** Start Data shown **
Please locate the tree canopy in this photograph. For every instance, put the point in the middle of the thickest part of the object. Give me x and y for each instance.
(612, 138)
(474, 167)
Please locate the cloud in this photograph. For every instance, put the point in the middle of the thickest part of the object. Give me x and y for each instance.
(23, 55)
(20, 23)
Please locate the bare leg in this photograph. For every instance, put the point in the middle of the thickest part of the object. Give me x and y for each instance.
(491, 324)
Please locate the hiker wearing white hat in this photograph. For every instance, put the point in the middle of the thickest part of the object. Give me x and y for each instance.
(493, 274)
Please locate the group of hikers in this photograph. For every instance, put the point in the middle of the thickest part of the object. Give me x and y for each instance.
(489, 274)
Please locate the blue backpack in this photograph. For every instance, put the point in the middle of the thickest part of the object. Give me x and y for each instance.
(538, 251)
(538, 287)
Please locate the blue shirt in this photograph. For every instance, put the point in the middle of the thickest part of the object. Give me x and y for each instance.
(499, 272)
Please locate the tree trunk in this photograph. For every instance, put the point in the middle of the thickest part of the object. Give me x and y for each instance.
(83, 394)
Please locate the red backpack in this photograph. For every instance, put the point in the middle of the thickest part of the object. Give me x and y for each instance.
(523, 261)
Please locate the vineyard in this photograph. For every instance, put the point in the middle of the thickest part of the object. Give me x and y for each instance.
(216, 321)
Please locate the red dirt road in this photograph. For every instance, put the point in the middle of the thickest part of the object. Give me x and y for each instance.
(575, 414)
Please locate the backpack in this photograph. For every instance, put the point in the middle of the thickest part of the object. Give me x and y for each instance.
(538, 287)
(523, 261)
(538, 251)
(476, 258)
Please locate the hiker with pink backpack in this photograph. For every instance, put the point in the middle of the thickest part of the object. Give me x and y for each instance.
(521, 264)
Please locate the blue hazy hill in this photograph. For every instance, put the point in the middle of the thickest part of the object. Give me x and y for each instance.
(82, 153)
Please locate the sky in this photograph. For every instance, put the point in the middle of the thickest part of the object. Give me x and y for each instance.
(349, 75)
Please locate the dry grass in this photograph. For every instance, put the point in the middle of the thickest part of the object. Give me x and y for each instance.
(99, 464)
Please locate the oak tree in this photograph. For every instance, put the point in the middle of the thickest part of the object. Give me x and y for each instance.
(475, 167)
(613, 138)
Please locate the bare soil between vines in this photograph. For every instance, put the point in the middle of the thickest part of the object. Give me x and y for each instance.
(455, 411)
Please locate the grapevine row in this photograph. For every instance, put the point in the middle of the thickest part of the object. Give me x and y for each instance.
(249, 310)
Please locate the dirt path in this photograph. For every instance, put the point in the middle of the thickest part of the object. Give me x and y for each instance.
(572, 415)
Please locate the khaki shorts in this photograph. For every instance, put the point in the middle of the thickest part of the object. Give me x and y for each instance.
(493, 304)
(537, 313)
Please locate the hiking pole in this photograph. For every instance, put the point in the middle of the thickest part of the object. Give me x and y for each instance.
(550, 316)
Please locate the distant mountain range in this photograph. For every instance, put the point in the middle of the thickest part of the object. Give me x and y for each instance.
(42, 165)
** End Data shown **
** Start Data shown **
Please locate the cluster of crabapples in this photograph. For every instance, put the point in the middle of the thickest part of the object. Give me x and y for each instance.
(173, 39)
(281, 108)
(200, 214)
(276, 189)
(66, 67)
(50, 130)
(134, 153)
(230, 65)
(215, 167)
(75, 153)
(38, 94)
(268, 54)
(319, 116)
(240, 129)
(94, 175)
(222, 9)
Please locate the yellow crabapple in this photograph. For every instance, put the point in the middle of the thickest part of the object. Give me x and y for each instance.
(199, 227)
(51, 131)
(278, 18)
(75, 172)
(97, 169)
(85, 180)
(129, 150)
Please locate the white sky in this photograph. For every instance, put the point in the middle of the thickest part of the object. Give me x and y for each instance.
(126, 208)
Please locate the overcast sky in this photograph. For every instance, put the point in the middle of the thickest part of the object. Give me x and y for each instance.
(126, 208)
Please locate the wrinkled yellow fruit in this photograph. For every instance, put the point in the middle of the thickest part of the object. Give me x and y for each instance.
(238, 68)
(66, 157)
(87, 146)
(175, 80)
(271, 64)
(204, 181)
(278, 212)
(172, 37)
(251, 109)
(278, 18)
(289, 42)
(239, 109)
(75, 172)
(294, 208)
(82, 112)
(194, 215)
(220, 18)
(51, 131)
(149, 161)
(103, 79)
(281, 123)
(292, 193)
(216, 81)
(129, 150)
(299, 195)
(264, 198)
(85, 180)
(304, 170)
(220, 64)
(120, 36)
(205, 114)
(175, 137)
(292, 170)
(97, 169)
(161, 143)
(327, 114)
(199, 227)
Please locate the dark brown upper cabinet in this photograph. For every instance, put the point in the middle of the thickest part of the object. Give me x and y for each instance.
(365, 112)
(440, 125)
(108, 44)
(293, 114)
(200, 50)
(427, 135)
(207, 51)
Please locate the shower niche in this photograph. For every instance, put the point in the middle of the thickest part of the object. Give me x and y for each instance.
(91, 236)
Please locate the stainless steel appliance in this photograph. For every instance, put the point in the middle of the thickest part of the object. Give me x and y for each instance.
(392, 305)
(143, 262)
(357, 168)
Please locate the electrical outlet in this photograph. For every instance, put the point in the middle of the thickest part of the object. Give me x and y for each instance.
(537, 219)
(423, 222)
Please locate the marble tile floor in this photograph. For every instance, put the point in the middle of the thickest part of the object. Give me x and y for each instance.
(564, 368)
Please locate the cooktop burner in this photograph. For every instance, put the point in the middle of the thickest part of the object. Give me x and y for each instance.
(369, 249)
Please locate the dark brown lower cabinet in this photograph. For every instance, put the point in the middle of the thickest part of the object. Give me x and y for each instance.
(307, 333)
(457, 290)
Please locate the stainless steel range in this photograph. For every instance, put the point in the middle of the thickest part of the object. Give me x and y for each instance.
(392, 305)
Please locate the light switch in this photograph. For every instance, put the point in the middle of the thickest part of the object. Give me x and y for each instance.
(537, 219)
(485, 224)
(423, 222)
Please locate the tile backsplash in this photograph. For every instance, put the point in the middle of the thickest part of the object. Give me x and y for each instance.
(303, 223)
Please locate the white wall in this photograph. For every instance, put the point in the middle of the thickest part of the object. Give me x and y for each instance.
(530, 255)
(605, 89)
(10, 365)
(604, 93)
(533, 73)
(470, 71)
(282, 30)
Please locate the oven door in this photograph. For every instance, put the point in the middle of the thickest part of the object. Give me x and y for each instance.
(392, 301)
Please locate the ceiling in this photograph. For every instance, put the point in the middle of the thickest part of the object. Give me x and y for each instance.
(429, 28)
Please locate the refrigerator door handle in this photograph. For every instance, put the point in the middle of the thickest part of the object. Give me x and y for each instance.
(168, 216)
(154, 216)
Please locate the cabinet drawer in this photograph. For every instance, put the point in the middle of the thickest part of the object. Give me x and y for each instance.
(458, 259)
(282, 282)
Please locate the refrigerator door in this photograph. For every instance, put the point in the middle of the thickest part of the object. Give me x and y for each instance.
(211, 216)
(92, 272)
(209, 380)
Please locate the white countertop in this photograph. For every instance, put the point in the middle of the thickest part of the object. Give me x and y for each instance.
** End Data shown **
** Start Data shown **
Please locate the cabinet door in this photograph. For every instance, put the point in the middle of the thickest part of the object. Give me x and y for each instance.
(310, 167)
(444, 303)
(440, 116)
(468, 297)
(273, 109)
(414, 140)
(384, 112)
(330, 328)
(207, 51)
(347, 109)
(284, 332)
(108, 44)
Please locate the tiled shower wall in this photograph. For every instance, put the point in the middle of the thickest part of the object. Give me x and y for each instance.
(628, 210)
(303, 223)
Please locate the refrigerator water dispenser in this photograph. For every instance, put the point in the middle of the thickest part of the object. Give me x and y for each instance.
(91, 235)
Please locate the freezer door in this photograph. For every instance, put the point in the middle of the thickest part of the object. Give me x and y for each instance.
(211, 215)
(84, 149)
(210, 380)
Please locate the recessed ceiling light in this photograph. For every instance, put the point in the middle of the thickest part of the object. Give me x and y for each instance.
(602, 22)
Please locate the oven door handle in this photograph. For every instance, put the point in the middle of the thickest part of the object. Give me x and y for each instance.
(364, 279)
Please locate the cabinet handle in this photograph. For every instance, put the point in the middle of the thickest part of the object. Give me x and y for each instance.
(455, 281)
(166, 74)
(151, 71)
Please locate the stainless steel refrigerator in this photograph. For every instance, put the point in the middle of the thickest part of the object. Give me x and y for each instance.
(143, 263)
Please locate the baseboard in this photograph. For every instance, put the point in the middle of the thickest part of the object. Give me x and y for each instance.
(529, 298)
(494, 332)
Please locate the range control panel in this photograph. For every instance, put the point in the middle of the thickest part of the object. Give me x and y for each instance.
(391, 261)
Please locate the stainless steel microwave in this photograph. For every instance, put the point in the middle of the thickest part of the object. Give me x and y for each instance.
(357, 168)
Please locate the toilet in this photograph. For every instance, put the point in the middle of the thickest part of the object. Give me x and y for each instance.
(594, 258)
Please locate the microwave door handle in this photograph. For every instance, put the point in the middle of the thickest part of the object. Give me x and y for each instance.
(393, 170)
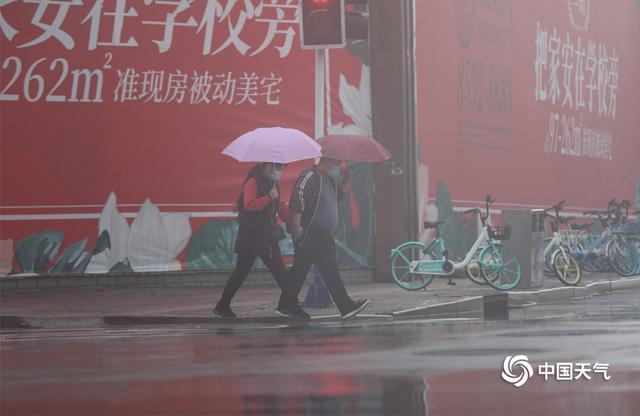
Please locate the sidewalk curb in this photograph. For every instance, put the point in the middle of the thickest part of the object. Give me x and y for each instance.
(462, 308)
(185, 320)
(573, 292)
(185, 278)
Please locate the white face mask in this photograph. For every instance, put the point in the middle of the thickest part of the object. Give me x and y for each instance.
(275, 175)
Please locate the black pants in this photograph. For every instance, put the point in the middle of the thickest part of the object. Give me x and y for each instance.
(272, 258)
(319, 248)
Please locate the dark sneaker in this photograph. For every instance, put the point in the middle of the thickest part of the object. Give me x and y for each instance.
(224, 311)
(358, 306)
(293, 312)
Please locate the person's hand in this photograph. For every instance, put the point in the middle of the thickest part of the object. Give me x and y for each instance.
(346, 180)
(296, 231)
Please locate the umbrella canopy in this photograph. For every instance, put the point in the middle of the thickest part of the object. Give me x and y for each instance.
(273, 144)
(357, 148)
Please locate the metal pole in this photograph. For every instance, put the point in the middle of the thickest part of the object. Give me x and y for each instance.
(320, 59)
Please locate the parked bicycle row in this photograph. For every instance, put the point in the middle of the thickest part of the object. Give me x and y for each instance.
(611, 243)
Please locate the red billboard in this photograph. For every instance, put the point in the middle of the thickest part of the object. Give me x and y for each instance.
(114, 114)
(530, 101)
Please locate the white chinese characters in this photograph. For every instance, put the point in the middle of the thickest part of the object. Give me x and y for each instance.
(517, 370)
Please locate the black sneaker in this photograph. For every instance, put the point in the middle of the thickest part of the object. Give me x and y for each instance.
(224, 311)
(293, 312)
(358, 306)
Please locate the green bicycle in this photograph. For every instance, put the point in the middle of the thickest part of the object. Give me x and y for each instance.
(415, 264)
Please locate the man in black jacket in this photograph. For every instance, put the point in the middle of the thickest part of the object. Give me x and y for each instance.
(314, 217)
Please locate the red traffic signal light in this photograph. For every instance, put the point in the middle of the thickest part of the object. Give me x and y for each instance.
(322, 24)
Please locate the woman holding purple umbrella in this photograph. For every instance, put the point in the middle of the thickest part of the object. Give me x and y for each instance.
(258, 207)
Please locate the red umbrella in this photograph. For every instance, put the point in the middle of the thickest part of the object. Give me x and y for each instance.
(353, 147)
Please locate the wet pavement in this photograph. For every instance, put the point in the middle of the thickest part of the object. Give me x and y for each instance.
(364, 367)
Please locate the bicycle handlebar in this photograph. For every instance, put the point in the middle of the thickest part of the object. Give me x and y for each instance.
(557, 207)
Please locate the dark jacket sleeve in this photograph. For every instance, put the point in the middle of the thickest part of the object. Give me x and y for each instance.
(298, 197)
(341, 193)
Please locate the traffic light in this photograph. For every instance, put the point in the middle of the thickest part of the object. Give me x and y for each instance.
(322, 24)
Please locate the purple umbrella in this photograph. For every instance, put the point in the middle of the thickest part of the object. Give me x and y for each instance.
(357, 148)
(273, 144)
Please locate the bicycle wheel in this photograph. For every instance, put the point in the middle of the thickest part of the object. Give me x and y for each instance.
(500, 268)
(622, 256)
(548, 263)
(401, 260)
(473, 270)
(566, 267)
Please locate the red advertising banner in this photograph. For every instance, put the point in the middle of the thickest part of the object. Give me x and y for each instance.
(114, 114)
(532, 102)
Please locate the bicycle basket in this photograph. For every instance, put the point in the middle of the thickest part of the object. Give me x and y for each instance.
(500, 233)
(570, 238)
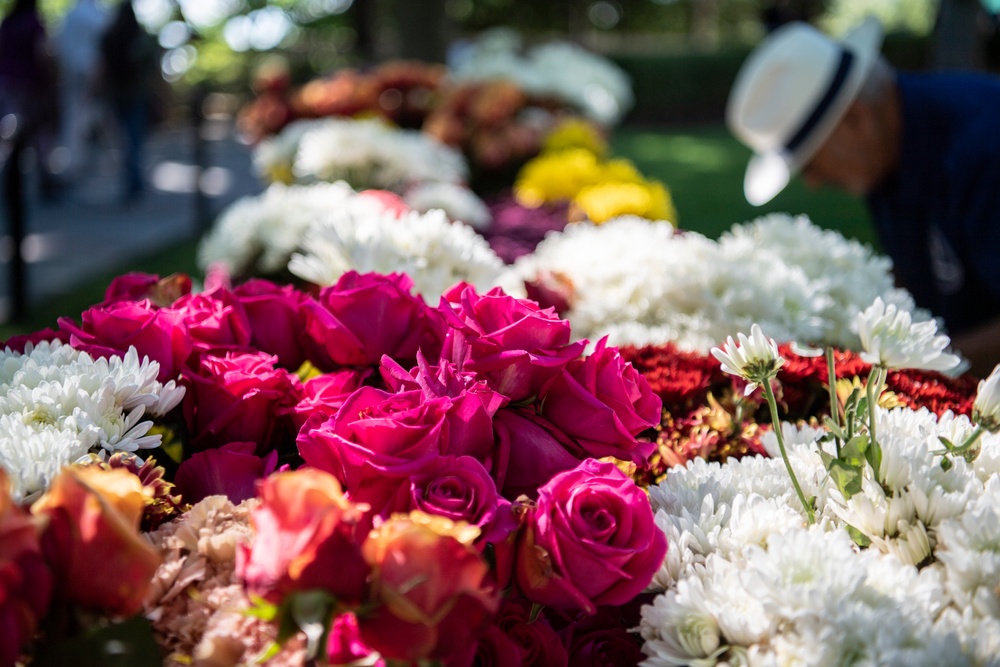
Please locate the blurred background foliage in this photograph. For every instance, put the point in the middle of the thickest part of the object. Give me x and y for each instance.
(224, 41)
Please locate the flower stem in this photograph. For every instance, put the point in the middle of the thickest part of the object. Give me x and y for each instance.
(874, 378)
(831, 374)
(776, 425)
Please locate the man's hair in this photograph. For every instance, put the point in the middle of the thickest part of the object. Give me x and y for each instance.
** End Data shown **
> [Aim of the task]:
Please tally the lines of the data above that contain the string "stainless", treating uppercase and lowercase letters as different. Reply with the number only.

> [Full answer]:
4